Excerpts of bounding box data

[Begin]

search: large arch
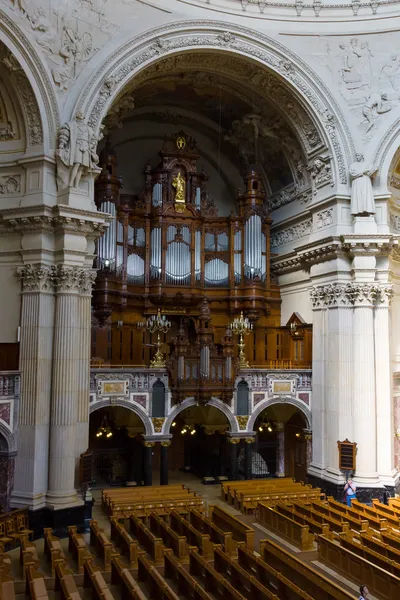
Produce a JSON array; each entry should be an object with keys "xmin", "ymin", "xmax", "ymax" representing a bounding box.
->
[
  {"xmin": 89, "ymin": 399, "xmax": 154, "ymax": 435},
  {"xmin": 247, "ymin": 396, "xmax": 312, "ymax": 431},
  {"xmin": 162, "ymin": 398, "xmax": 239, "ymax": 435},
  {"xmin": 0, "ymin": 10, "xmax": 60, "ymax": 154},
  {"xmin": 73, "ymin": 21, "xmax": 355, "ymax": 185}
]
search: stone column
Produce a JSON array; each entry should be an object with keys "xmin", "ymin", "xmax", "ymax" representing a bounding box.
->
[
  {"xmin": 275, "ymin": 421, "xmax": 285, "ymax": 477},
  {"xmin": 75, "ymin": 269, "xmax": 96, "ymax": 485},
  {"xmin": 12, "ymin": 264, "xmax": 55, "ymax": 510},
  {"xmin": 303, "ymin": 429, "xmax": 312, "ymax": 472},
  {"xmin": 228, "ymin": 437, "xmax": 240, "ymax": 480},
  {"xmin": 143, "ymin": 441, "xmax": 154, "ymax": 485},
  {"xmin": 310, "ymin": 286, "xmax": 327, "ymax": 479},
  {"xmin": 0, "ymin": 451, "xmax": 17, "ymax": 512},
  {"xmin": 244, "ymin": 437, "xmax": 254, "ymax": 479},
  {"xmin": 47, "ymin": 265, "xmax": 89, "ymax": 509},
  {"xmin": 160, "ymin": 441, "xmax": 171, "ymax": 485},
  {"xmin": 374, "ymin": 285, "xmax": 395, "ymax": 485},
  {"xmin": 351, "ymin": 283, "xmax": 379, "ymax": 487}
]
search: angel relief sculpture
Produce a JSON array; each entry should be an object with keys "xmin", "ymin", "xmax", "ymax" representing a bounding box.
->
[
  {"xmin": 56, "ymin": 112, "xmax": 99, "ymax": 189},
  {"xmin": 172, "ymin": 171, "xmax": 186, "ymax": 204}
]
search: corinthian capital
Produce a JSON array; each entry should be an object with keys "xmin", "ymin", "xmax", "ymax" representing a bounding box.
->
[{"xmin": 17, "ymin": 265, "xmax": 53, "ymax": 294}]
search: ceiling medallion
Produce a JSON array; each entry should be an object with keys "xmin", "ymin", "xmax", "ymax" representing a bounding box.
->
[{"xmin": 176, "ymin": 135, "xmax": 186, "ymax": 150}]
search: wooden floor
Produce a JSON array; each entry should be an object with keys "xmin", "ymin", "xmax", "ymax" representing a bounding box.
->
[{"xmin": 9, "ymin": 472, "xmax": 378, "ymax": 600}]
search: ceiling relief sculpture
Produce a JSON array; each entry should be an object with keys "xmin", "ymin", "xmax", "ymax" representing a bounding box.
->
[
  {"xmin": 304, "ymin": 34, "xmax": 400, "ymax": 142},
  {"xmin": 1, "ymin": 0, "xmax": 118, "ymax": 92},
  {"xmin": 104, "ymin": 53, "xmax": 333, "ymax": 203},
  {"xmin": 0, "ymin": 42, "xmax": 43, "ymax": 154}
]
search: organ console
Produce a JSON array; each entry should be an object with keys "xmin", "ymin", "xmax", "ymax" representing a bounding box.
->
[{"xmin": 92, "ymin": 131, "xmax": 311, "ymax": 402}]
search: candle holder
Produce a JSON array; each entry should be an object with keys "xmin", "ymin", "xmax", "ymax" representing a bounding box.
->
[
  {"xmin": 230, "ymin": 311, "xmax": 253, "ymax": 369},
  {"xmin": 146, "ymin": 309, "xmax": 171, "ymax": 369}
]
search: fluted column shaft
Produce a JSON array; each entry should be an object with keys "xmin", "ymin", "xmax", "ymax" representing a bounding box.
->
[
  {"xmin": 374, "ymin": 286, "xmax": 394, "ymax": 485},
  {"xmin": 276, "ymin": 421, "xmax": 285, "ymax": 477},
  {"xmin": 12, "ymin": 265, "xmax": 55, "ymax": 510},
  {"xmin": 47, "ymin": 266, "xmax": 92, "ymax": 508},
  {"xmin": 353, "ymin": 297, "xmax": 378, "ymax": 485},
  {"xmin": 75, "ymin": 270, "xmax": 96, "ymax": 485}
]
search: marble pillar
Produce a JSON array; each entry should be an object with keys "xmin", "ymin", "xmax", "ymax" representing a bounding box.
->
[
  {"xmin": 143, "ymin": 441, "xmax": 154, "ymax": 485},
  {"xmin": 374, "ymin": 285, "xmax": 395, "ymax": 485},
  {"xmin": 47, "ymin": 265, "xmax": 89, "ymax": 509},
  {"xmin": 160, "ymin": 441, "xmax": 171, "ymax": 485},
  {"xmin": 0, "ymin": 452, "xmax": 16, "ymax": 512},
  {"xmin": 75, "ymin": 269, "xmax": 96, "ymax": 486},
  {"xmin": 310, "ymin": 286, "xmax": 327, "ymax": 478},
  {"xmin": 12, "ymin": 264, "xmax": 55, "ymax": 510},
  {"xmin": 351, "ymin": 283, "xmax": 379, "ymax": 487},
  {"xmin": 275, "ymin": 421, "xmax": 285, "ymax": 477},
  {"xmin": 303, "ymin": 429, "xmax": 312, "ymax": 472},
  {"xmin": 244, "ymin": 437, "xmax": 254, "ymax": 479},
  {"xmin": 228, "ymin": 437, "xmax": 240, "ymax": 481}
]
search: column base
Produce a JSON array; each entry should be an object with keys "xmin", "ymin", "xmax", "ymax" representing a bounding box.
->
[
  {"xmin": 10, "ymin": 490, "xmax": 46, "ymax": 511},
  {"xmin": 28, "ymin": 503, "xmax": 85, "ymax": 539}
]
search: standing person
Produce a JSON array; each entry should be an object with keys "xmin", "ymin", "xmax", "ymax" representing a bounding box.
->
[{"xmin": 344, "ymin": 478, "xmax": 357, "ymax": 506}]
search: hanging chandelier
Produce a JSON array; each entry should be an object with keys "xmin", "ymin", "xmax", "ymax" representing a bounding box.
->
[{"xmin": 96, "ymin": 415, "xmax": 113, "ymax": 439}]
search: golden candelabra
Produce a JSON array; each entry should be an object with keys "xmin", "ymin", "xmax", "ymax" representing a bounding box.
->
[
  {"xmin": 146, "ymin": 309, "xmax": 171, "ymax": 369},
  {"xmin": 230, "ymin": 311, "xmax": 253, "ymax": 369}
]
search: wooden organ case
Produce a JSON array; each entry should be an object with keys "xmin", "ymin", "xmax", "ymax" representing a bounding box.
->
[{"xmin": 92, "ymin": 132, "xmax": 310, "ymax": 403}]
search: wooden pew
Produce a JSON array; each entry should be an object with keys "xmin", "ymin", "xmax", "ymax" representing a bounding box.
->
[
  {"xmin": 164, "ymin": 550, "xmax": 211, "ymax": 600},
  {"xmin": 214, "ymin": 548, "xmax": 279, "ymax": 600},
  {"xmin": 43, "ymin": 528, "xmax": 65, "ymax": 577},
  {"xmin": 318, "ymin": 536, "xmax": 400, "ymax": 600},
  {"xmin": 351, "ymin": 500, "xmax": 388, "ymax": 531},
  {"xmin": 189, "ymin": 550, "xmax": 248, "ymax": 600},
  {"xmin": 68, "ymin": 525, "xmax": 90, "ymax": 573},
  {"xmin": 110, "ymin": 517, "xmax": 142, "ymax": 569},
  {"xmin": 339, "ymin": 533, "xmax": 400, "ymax": 581},
  {"xmin": 83, "ymin": 556, "xmax": 114, "ymax": 600},
  {"xmin": 257, "ymin": 503, "xmax": 314, "ymax": 552},
  {"xmin": 89, "ymin": 520, "xmax": 118, "ymax": 572},
  {"xmin": 311, "ymin": 500, "xmax": 369, "ymax": 531},
  {"xmin": 189, "ymin": 510, "xmax": 237, "ymax": 556},
  {"xmin": 25, "ymin": 565, "xmax": 49, "ymax": 600},
  {"xmin": 360, "ymin": 533, "xmax": 400, "ymax": 565},
  {"xmin": 19, "ymin": 536, "xmax": 40, "ymax": 574},
  {"xmin": 293, "ymin": 502, "xmax": 350, "ymax": 533},
  {"xmin": 111, "ymin": 556, "xmax": 146, "ymax": 600},
  {"xmin": 54, "ymin": 559, "xmax": 81, "ymax": 600},
  {"xmin": 138, "ymin": 556, "xmax": 179, "ymax": 600},
  {"xmin": 258, "ymin": 537, "xmax": 354, "ymax": 600},
  {"xmin": 0, "ymin": 568, "xmax": 15, "ymax": 600},
  {"xmin": 169, "ymin": 511, "xmax": 214, "ymax": 560},
  {"xmin": 150, "ymin": 513, "xmax": 189, "ymax": 560},
  {"xmin": 130, "ymin": 515, "xmax": 164, "ymax": 566},
  {"xmin": 275, "ymin": 504, "xmax": 332, "ymax": 536},
  {"xmin": 208, "ymin": 505, "xmax": 254, "ymax": 550}
]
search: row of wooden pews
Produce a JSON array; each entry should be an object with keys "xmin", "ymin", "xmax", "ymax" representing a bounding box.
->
[
  {"xmin": 102, "ymin": 484, "xmax": 204, "ymax": 518},
  {"xmin": 221, "ymin": 477, "xmax": 325, "ymax": 514}
]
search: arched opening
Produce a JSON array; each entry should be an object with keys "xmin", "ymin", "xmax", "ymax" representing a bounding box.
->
[
  {"xmin": 89, "ymin": 406, "xmax": 145, "ymax": 487},
  {"xmin": 253, "ymin": 403, "xmax": 307, "ymax": 481},
  {"xmin": 169, "ymin": 406, "xmax": 229, "ymax": 483}
]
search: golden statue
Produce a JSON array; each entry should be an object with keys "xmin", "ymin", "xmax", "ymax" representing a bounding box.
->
[{"xmin": 172, "ymin": 171, "xmax": 186, "ymax": 204}]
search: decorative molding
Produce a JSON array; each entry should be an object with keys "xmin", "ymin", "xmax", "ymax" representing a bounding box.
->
[
  {"xmin": 0, "ymin": 175, "xmax": 21, "ymax": 195},
  {"xmin": 76, "ymin": 21, "xmax": 355, "ymax": 183},
  {"xmin": 271, "ymin": 219, "xmax": 312, "ymax": 248},
  {"xmin": 151, "ymin": 417, "xmax": 165, "ymax": 433},
  {"xmin": 310, "ymin": 283, "xmax": 393, "ymax": 310},
  {"xmin": 236, "ymin": 415, "xmax": 249, "ymax": 431},
  {"xmin": 316, "ymin": 208, "xmax": 333, "ymax": 229}
]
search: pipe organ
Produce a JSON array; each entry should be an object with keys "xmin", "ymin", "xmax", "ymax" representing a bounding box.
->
[{"xmin": 93, "ymin": 132, "xmax": 310, "ymax": 402}]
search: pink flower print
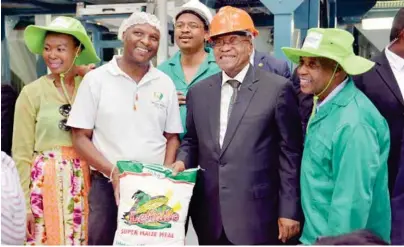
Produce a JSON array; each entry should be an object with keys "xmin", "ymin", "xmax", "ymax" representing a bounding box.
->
[
  {"xmin": 73, "ymin": 159, "xmax": 80, "ymax": 169},
  {"xmin": 31, "ymin": 192, "xmax": 43, "ymax": 218},
  {"xmin": 31, "ymin": 163, "xmax": 42, "ymax": 181},
  {"xmin": 48, "ymin": 152, "xmax": 55, "ymax": 159},
  {"xmin": 70, "ymin": 176, "xmax": 81, "ymax": 195}
]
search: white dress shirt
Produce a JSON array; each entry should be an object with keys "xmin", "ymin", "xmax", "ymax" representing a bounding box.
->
[
  {"xmin": 219, "ymin": 64, "xmax": 250, "ymax": 147},
  {"xmin": 385, "ymin": 47, "xmax": 404, "ymax": 97}
]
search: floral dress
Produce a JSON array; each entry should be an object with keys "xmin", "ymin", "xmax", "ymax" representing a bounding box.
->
[{"xmin": 27, "ymin": 147, "xmax": 89, "ymax": 245}]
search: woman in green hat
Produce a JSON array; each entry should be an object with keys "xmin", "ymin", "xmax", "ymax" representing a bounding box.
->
[
  {"xmin": 282, "ymin": 28, "xmax": 391, "ymax": 244},
  {"xmin": 12, "ymin": 17, "xmax": 100, "ymax": 245}
]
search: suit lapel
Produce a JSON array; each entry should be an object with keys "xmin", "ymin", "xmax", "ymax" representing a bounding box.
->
[
  {"xmin": 253, "ymin": 50, "xmax": 265, "ymax": 67},
  {"xmin": 206, "ymin": 72, "xmax": 222, "ymax": 153},
  {"xmin": 220, "ymin": 65, "xmax": 259, "ymax": 156},
  {"xmin": 376, "ymin": 50, "xmax": 404, "ymax": 106}
]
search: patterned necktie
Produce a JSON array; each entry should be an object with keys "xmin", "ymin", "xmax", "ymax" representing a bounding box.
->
[{"xmin": 226, "ymin": 80, "xmax": 241, "ymax": 119}]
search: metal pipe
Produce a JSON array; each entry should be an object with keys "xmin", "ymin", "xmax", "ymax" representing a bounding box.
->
[{"xmin": 156, "ymin": 0, "xmax": 168, "ymax": 65}]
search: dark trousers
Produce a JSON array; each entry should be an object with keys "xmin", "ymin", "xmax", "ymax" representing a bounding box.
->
[
  {"xmin": 88, "ymin": 173, "xmax": 118, "ymax": 245},
  {"xmin": 198, "ymin": 227, "xmax": 282, "ymax": 245},
  {"xmin": 198, "ymin": 227, "xmax": 234, "ymax": 245}
]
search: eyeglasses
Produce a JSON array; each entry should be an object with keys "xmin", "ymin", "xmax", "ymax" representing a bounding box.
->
[
  {"xmin": 174, "ymin": 22, "xmax": 202, "ymax": 30},
  {"xmin": 210, "ymin": 36, "xmax": 249, "ymax": 48},
  {"xmin": 59, "ymin": 104, "xmax": 72, "ymax": 131}
]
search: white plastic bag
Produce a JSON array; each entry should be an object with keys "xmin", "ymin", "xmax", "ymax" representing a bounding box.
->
[{"xmin": 114, "ymin": 161, "xmax": 198, "ymax": 245}]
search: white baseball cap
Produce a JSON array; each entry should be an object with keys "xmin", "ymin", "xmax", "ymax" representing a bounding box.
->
[
  {"xmin": 118, "ymin": 12, "xmax": 160, "ymax": 40},
  {"xmin": 174, "ymin": 0, "xmax": 213, "ymax": 27}
]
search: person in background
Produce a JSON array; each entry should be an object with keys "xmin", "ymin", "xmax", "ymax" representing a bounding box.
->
[
  {"xmin": 353, "ymin": 8, "xmax": 404, "ymax": 245},
  {"xmin": 282, "ymin": 28, "xmax": 391, "ymax": 244},
  {"xmin": 158, "ymin": 0, "xmax": 220, "ymax": 139},
  {"xmin": 1, "ymin": 152, "xmax": 27, "ymax": 245},
  {"xmin": 171, "ymin": 6, "xmax": 302, "ymax": 245},
  {"xmin": 12, "ymin": 16, "xmax": 99, "ymax": 245},
  {"xmin": 67, "ymin": 12, "xmax": 183, "ymax": 245},
  {"xmin": 250, "ymin": 44, "xmax": 290, "ymax": 79},
  {"xmin": 315, "ymin": 230, "xmax": 389, "ymax": 245}
]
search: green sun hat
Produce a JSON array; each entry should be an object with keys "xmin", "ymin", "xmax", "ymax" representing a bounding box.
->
[
  {"xmin": 24, "ymin": 16, "xmax": 101, "ymax": 65},
  {"xmin": 282, "ymin": 28, "xmax": 375, "ymax": 75}
]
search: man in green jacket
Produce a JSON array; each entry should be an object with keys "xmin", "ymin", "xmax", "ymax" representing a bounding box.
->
[
  {"xmin": 282, "ymin": 28, "xmax": 391, "ymax": 244},
  {"xmin": 158, "ymin": 0, "xmax": 221, "ymax": 139}
]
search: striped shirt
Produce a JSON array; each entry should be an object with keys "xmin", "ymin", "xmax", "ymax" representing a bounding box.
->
[{"xmin": 1, "ymin": 152, "xmax": 26, "ymax": 245}]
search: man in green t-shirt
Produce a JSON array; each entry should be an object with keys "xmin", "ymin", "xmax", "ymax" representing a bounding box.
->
[{"xmin": 158, "ymin": 0, "xmax": 220, "ymax": 139}]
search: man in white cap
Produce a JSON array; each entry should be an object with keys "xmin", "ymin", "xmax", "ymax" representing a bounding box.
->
[
  {"xmin": 67, "ymin": 12, "xmax": 183, "ymax": 245},
  {"xmin": 158, "ymin": 0, "xmax": 220, "ymax": 139}
]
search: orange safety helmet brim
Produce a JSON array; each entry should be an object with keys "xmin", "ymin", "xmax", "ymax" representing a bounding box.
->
[{"xmin": 209, "ymin": 6, "xmax": 258, "ymax": 40}]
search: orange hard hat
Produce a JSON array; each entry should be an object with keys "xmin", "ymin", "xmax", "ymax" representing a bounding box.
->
[{"xmin": 209, "ymin": 6, "xmax": 258, "ymax": 39}]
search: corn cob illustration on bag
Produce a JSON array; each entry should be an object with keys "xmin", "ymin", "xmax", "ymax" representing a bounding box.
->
[{"xmin": 114, "ymin": 161, "xmax": 198, "ymax": 245}]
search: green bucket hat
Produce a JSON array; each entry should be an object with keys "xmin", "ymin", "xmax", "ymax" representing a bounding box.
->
[
  {"xmin": 282, "ymin": 28, "xmax": 374, "ymax": 75},
  {"xmin": 24, "ymin": 16, "xmax": 101, "ymax": 65}
]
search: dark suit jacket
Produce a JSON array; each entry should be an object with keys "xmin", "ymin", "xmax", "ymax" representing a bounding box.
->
[
  {"xmin": 1, "ymin": 85, "xmax": 18, "ymax": 156},
  {"xmin": 254, "ymin": 50, "xmax": 290, "ymax": 79},
  {"xmin": 177, "ymin": 66, "xmax": 302, "ymax": 245},
  {"xmin": 354, "ymin": 50, "xmax": 404, "ymax": 244}
]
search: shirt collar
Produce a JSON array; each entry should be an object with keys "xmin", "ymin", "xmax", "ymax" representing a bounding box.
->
[
  {"xmin": 385, "ymin": 47, "xmax": 404, "ymax": 71},
  {"xmin": 108, "ymin": 55, "xmax": 159, "ymax": 85},
  {"xmin": 250, "ymin": 49, "xmax": 255, "ymax": 66},
  {"xmin": 168, "ymin": 47, "xmax": 216, "ymax": 66},
  {"xmin": 317, "ymin": 76, "xmax": 349, "ymax": 111},
  {"xmin": 222, "ymin": 63, "xmax": 250, "ymax": 85}
]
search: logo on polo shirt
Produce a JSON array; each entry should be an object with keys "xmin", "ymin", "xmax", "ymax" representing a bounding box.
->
[
  {"xmin": 153, "ymin": 92, "xmax": 164, "ymax": 101},
  {"xmin": 152, "ymin": 92, "xmax": 166, "ymax": 109}
]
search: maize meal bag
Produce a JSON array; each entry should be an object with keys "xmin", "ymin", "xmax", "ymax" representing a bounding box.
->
[{"xmin": 114, "ymin": 161, "xmax": 198, "ymax": 245}]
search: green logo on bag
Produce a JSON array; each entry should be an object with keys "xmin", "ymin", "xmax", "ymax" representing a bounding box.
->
[{"xmin": 122, "ymin": 190, "xmax": 181, "ymax": 230}]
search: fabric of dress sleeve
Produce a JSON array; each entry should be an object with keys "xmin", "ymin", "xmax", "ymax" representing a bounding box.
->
[{"xmin": 12, "ymin": 88, "xmax": 37, "ymax": 212}]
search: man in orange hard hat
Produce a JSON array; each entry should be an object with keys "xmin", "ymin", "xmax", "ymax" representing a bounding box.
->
[{"xmin": 168, "ymin": 6, "xmax": 302, "ymax": 245}]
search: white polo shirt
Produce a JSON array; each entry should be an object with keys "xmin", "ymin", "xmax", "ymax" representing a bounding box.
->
[{"xmin": 67, "ymin": 56, "xmax": 183, "ymax": 168}]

[End]

- **WHAT YOU WILL DO**
Return verbatim every line from the one containing "search: maize meal bag" through the end of the records, both ends included.

- **SOLUTION TO THIS EXERCISE**
search: maize meal bag
Produce a JSON array; each entry should be an object with keys "xmin", "ymin", "xmax", "ymax" representing a bounding box.
->
[{"xmin": 114, "ymin": 161, "xmax": 198, "ymax": 245}]
search: green logo on bag
Produce a JSON array; each entry should be an object with keys "xmin", "ymin", "xmax", "ymax" representing a bounding box.
->
[{"xmin": 122, "ymin": 190, "xmax": 181, "ymax": 230}]
search: fabric of dress sleeve
Produce a JSON array; each entry should be an object with keys "xmin", "ymin", "xmax", "ymax" representing a bounding box.
->
[{"xmin": 12, "ymin": 88, "xmax": 37, "ymax": 212}]
search: man in orange hard hat
Produce a JSON array; each entry should be an object with keys "xmin", "ymin", "xmax", "ymax" representing a bounding box.
->
[{"xmin": 168, "ymin": 6, "xmax": 302, "ymax": 245}]
search: white polo shirt
Produce a JSON array; each entry should be an object with keys "xmin", "ymin", "xmax", "ymax" representing a bounding box.
->
[{"xmin": 67, "ymin": 56, "xmax": 183, "ymax": 168}]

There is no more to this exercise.